» **TEXTE**:
>>
Covid-19 : "Il ne sert à rien de fermer les frontières, il est impossible de faire barrage avec des douaniers"
Alors que le coronavirus Covid-19 s'étend à de nouveaux pays hors d'Asie, le professeur Patrick Zylberman, historien de la santé, était invité de franceinfo. "Ce qui a changé entre la semaine dernière et aujourd'hui, c'est que l'épidémie est devenue proche. C'est ce qui déclenche les réactions assez nerveuses que l'on entend", a-t-il précisé.
"On a effectivement la notion de pandémie qui est en passe de s'installer", a analysé mardi 25 février sur franceinfo, le professeur Patrick Zylberman, historien de la santé, professeur émérite à l'Ecole des hautes études de santé publique, alors que l'épidémie de coronavirus touche de plus en plus de pays dont l'Italie, l'Iran ou encore la France. Une épidémie qui devient une pandémie n'est pas nécessairement plus nocive selon lui. Le coronavirus se "développe exactement comme il s'est développé jusque-là, en étant assez contaminant, assez contagieux et finalement assez peu mortel", a-t-il poursuivi. Selon Patrick Zylberman, fermer les frontières ne servirait à rien, "ça dénote une pensée très faible. Il est impossible de faire barrage avec des douaniers à une épidémie d'infection respiratoire."
L'épidémie de coronavirus est en train de se répandre à l'échelle mondiale, de devenir une pandémie ?
Patrick Zylberman : La notion de pandémie signale une extension géographique à plus d'une région de l'OMS et là on y est puisque l'épidémie s'est déroulée jusque-là dans la région Asie-Pacifique, et on voit qu'aujourd'hui, la région Europe et la région Moyen-Orient, si on compte la dizaine de cas en Iran, sont touchées. On a donc effectivement la notion de pandémie qui est en passe de s'installer.
Quand une épidémie devient une pandémie, elle n'en devient pas, pour autant, plus dangereuse, plus mortelle ?
Dans les réactions qu'on entend aujourd'hui, on note quand même une certaine nervosité dans nos parages. Qu'est ce qui a changé finalement ? Est-ce que c'est la gravité de l'épidémie qui a changé ? Non, car le virus a peu bougé. On voit qu'il se développe exactement comme il s'est développé jusque-là, en étant assez contaminant, assez contagieux et finalement assez peu mortel. Il n'y a donc rien de nouveau sur le plan épidémiologique ou sur le plan biologique. Il y a quelque chose qui a changé, c'est qu'il s'est introduit une nouvelle notion, vis-à-vis de laquelle on réagit, qui est celle de la proximité. Ce qui a changé entre la semaine dernière et aujourd'hui, c'est que l'épidémie est devenue proche. Elle était lointaine, à 12 000 kilomètres. Aujourd'hui, elle est à nos portes. C'est ce qui déclenche les réactions assez nerveuses qu'on entend aujourd'hui.
<<
Réécrivez le texte sur le coronavirus à partir des mots « L'épidémie de coronavirus est » jusqu'aux mots « passe de s'installer. » inclus, en mettant « Pacifique occidental » à la place de « Asie-Pacifique ».

» **DONNÉES BRUTES**:
>>
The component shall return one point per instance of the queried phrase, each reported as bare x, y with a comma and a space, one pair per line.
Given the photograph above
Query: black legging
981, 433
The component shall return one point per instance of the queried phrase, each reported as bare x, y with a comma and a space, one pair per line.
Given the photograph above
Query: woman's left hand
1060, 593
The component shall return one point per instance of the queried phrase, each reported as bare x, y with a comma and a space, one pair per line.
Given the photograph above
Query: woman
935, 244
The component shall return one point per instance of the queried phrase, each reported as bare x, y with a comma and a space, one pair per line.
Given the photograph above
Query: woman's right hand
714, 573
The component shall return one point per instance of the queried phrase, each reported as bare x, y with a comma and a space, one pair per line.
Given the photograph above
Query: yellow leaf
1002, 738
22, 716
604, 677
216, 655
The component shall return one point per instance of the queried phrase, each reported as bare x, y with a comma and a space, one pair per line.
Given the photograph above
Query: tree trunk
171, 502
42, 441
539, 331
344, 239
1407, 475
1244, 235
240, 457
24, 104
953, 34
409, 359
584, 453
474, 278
<<
» **CORRIGÉ DÉTAILLÉ**:
L'épidémie de coronavirus est en train de se répandre à l'échelle mondiale, de devenir une pandémie ?
Patrick Zylberman : La notion de pandémie signale une extension géographique à plus d'une région de l'OMS et là on y est puisque l'épidémie s'est déroulée jusque-là dans la région Pacifique occidental, et on voit qu'aujourd'hui, la région Europe et la région Moyen-Orient, si on compte la dizaine de cas en Iran, sont touchées. On a donc effectivement la notion de pandémie qui est en passe de s'installer.